» Goal: Convert every one of the entries below into a two-column CSV with the headers "prompt" and "response", one row per request. Put each request's text and its answer in a single quoted field, replacing line breaks with spaces.

** BEGIN Data listing **

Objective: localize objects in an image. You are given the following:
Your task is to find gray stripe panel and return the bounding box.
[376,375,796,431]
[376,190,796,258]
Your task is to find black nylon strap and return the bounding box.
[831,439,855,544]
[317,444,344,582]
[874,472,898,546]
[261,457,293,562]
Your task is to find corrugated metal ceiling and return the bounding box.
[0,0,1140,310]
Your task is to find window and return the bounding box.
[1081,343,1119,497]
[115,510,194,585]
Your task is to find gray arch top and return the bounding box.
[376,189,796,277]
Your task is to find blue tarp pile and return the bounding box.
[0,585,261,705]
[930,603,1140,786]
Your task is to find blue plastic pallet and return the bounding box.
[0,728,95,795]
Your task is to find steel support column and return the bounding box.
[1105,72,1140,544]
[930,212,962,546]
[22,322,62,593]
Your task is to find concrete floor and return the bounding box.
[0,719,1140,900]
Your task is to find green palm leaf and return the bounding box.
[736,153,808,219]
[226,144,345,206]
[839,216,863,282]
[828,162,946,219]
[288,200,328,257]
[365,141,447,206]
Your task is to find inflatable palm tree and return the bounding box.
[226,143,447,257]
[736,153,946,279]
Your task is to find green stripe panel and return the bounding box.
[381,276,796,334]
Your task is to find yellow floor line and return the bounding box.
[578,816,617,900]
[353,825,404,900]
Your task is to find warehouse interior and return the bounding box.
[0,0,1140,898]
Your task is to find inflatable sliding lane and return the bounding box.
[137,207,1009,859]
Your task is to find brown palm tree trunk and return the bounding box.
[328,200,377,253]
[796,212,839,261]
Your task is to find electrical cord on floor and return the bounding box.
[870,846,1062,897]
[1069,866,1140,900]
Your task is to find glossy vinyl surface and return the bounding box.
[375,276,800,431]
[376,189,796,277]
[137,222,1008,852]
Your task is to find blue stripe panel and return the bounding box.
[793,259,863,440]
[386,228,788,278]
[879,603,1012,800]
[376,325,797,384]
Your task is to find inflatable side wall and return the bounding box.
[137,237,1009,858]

** END Data listing **

» Worked answer:
prompt,response
"Objective: localize objects in an image. You are given the following: Your task is to find gray stripe panel and return the bounding box.","[376,375,796,431] [376,190,796,258]"
"Your task is to find black nylon strap and return the bounding box.","[831,439,855,544] [317,444,344,582] [874,472,898,546] [261,457,293,562]"
"Your task is to find corrugated metal ceiling and return the bounding box.","[0,0,1140,310]"
"Your task is to find window and return the bounding box.","[1081,343,1119,497] [115,510,194,585]"
"Your task is to find gray arch top and return the bounding box.","[376,189,796,277]"
"Your task is to find blue tarp pile and return the bounding box.","[0,585,261,705] [930,603,1140,786]"
"Your task is to find blue plastic pallet and return the bounding box.","[0,728,95,795]"
"Your task is to find steel support column and return the bounding box.","[1105,72,1140,544] [930,212,962,546] [22,322,62,593]"
"Your task is to find concrete floor and return the bounding box.","[0,719,1140,900]"
"Your task is to find green palm leaf and return the bounding box.","[736,153,808,219] [226,144,345,206] [839,216,863,282] [828,162,946,219] [288,200,328,257] [365,141,447,206]"
"Your task is to find inflatable palm tree and return the bounding box.","[226,143,447,257] [736,153,946,279]"
"Your task is to find green stripe panel and return the bounding box.","[381,276,796,334]"
"Your task is to find yellow floor line and return the bounding box.","[578,816,617,900] [353,825,404,900]"
"Your task is to find warehouse interior and return the bounding box.","[0,0,1140,898]"
"Your task is to find inflatable sliding lane and return the bounding box.","[137,207,1009,859]"
"Your task is to find brown palm tree trunk and return the bounding box.","[328,200,377,253] [796,212,839,261]"
"Your task is to find electrical cord on floor and return the bounding box.","[870,846,1062,897] [1069,866,1140,900]"
"Your task is to find glossy vinyl surface and return the bounding box.","[375,276,800,431] [376,189,796,277] [137,222,1008,852]"
"Your task is to find blue stripe panel and return the bounding box.","[793,259,863,440] [386,228,788,278] [879,603,1012,800] [376,325,797,384]"
"Your task is to find inflatable side wall and return the bounding box.","[137,237,1009,858]"